- [Given text]:
___

Wow, MLB! You really have your fingers on the pulse of what bothers fans most. Damn, how we have always hated those intentional walks. They are so interminably frustrating to sit and watch. The automatic intentional walk is a brilliant idea – right up there with national holidays on Mondays and the Common Core Curriculum.

I have attended games where there have been errors on an intentional walk. I have seen the catcher miss the ball or the pitcher throw the ball away. While this technically could slow down the game, it also can be a game changer with runners on base – especially third base. As the video below clearly illustrates, the intentional walk can be a game changer.

Alas, Commissioner Rob Manfred just doesn’t get it because he is more interested in changing the game. Coupled with this intentional walk rule he also announced a higher strike zone. As it stands now the strike zone is so variable depending on the umpire behind the plate; this rule offers no clarity and could even upset players and fans more than the automatic intentional walk.

___

- [Data supplied]:
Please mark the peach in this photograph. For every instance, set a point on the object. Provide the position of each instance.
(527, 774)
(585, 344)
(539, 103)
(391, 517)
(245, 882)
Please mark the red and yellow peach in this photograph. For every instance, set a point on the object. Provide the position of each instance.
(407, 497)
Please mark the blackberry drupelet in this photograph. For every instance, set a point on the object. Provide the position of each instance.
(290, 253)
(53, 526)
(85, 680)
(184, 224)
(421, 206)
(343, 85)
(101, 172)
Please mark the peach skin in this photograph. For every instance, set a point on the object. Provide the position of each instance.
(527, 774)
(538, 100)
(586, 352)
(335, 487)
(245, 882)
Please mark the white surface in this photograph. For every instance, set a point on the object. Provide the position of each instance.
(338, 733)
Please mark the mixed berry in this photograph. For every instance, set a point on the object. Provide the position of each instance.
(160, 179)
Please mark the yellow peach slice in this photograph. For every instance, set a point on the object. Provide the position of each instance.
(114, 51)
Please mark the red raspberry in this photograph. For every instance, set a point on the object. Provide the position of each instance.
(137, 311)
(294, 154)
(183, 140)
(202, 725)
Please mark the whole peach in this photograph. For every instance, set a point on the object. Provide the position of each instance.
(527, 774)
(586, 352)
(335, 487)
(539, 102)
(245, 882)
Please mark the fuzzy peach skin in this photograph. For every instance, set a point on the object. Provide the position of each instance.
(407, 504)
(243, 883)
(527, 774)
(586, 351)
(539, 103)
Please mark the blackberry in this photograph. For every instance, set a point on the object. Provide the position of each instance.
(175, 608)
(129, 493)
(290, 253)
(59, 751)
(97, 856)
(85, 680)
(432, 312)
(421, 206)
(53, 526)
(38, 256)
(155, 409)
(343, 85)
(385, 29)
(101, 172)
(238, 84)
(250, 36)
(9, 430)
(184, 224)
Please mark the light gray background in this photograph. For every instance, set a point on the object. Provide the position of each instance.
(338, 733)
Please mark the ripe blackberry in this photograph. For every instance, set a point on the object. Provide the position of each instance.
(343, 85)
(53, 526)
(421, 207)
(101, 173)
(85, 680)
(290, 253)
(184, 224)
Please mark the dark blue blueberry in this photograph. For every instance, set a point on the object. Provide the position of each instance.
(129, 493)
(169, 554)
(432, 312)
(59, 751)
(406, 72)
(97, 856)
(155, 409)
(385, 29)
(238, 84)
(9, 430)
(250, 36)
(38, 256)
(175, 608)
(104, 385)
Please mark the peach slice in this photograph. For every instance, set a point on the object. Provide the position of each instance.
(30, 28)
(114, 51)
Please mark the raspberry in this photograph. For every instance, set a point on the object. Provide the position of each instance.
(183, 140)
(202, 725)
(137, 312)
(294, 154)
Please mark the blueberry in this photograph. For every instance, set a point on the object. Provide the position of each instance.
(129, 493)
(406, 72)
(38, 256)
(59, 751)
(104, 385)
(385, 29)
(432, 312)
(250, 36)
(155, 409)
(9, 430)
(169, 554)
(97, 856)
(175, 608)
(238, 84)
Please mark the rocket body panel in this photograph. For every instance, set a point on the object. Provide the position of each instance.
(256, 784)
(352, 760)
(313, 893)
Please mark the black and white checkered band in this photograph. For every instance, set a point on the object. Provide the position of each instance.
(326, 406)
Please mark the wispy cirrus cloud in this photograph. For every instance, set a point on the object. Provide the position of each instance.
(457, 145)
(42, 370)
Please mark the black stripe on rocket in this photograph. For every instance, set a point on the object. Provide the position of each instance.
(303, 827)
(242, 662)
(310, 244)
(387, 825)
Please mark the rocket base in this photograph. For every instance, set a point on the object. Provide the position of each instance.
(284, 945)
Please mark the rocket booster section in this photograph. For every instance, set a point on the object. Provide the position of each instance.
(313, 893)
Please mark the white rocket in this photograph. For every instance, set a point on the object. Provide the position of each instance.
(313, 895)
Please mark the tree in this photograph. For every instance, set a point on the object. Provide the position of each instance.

___

- [Instructions]:
- a) Gather every line of the listing that contains the string "blueberry", matching case exactly, and copy each one out in full.
- b) Extend the commentary on MLB's automatic intentional walk rule, picking up after its final sentence.

- [Responses for each task]:
- a)
Please mark the dark blue blueberry in this photograph. For every instance, set a point on the object. Provide the position of each instance.
Please mark the blueberry in this photograph. For every instance, set a point on the object. Provide the position of each instance.

- b)
Manfred is like the Little Dutch boy and the speed of the game is like the leaking dyke. Now he is sitting there grinning with one finger in the hole thinking he’s got this thing, while new holes are popping out all over the place.

Baseball is the only major sport with no time clock. Basketball, football, soccer, and hockey all have quarters or periods with specific times. Baseball has innings and they end after three outs. That is the beauty of the game as well as its inherent flaw – an inning can last as long as 60 seconds or 60 minutes depending on what is happening between the lines. That makes the game interesting but at times frustrating, yet that is the game we love.

My greatest fear is that automatic intentional walks can lead to something else unnatural in the game. Automatic anything hints of automated, and this could range from something like an automatic or electronic strike zone to making all the umpires infallible robots who will make all calls reliably and without any room for second guessing. How does a manager come running out of the dugout to argue with a robot, much less kick dirt on shoes it doesn’t have?

A final thought on these automatic intentional walks – what about pitch counts? In these days of counting each pitch and limiting pitchers to roughly 100 pitches per game, doesn’t this seem like they are trying to save a few pitches here? I am not sure if this was a factor in the decision, but it still is something to consider.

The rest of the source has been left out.